- WRITTEN INSTRUCTION -
Each line below must be set down exactly; omit any image you find.

- RECORDS PROVIDED -
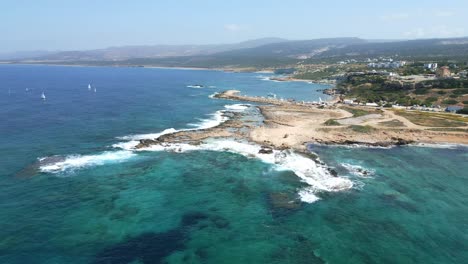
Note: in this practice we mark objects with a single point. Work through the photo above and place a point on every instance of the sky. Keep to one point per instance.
(85, 24)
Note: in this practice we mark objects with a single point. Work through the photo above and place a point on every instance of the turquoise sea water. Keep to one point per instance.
(110, 205)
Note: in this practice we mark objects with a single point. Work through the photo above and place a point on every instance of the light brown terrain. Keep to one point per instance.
(290, 124)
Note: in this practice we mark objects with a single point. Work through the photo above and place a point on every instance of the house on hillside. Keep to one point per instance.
(453, 108)
(430, 66)
(443, 72)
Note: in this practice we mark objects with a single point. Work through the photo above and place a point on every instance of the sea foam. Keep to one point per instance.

- WRITTEN REPLY -
Note: in this practice we mark objects with a single point. Work through the photo above and place a point on every instance of the sky. Keep to one point per instance.
(85, 24)
Note: in this practice we mark objects with a single point. Work through the photo above and place a point on every instance of the turquoise sea water. Keep to one point per instance.
(110, 205)
Note: in this practice we mark objects with a single point. Work through the photo above and place a point on every instance of the light brown terrain. Keep to one point per instance.
(290, 124)
Note: in this practice we mark objects with a single point. Work through the photo above and place a point on every instance of the house on hillside. Keep to one point per instance.
(453, 108)
(430, 66)
(443, 72)
Note: in this practice we mark objects with a single point. Work through the photo above and place a point on every instance of the sea foam. Keep to one point per instance.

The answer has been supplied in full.